* _Trecho da página_
■ ■ ■ ■

Não sei vocês, mas eu tenho muito medo da morte. A ansiedade exerce um papel poderoso nos temores, claro, mas as noites silenciosas em que discuto comigo mesma sobre o assunto são angustiantes. Particularmente, acredito que o que há após o fim da vida nada mais é que... nada. Sem tristezas, desejos, dores ou amores. Nada. Um vazio, um silêncio desconhecido e eterno.
Ao mesmo tempo, nada impede que as palavras de Hesíodo ou Alighieri sejam reais, que o Tártaro e Céu realmente existam, ou talvez nós reencarnemos... mas pouco importa. Enquanto vivos, estamos fadados a lidar com o fato que nunca teremos uma resposta para a questão e isso também me deixa angustiada.

■ ■ ■ ■

* _Linhas fornecidas_
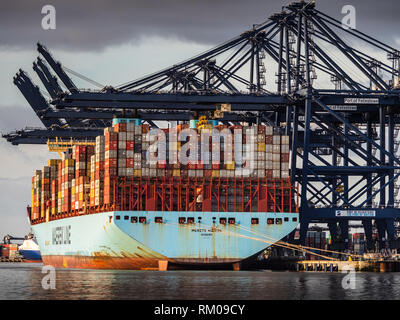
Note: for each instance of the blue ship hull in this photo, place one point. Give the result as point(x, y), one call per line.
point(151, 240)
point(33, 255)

■ ■ ■ ■

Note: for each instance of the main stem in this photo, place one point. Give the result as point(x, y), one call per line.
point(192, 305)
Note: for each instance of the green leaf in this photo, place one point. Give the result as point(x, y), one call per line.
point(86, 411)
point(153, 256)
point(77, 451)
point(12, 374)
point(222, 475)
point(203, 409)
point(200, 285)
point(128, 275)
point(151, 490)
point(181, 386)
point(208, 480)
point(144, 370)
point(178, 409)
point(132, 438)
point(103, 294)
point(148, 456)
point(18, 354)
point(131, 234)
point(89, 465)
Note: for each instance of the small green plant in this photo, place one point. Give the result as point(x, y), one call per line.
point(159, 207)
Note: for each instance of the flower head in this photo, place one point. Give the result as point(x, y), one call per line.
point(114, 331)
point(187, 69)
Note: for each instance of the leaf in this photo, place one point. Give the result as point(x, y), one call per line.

■ ■ ■ ■

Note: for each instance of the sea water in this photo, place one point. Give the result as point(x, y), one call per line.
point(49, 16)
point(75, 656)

■ ■ ■ ■

* _Objetivo do exercício_
Quais são os dois autores cujas palavras são mencionadas no trecho da página?

* _Resposta do exercício_
Hesíodo e Alighieri.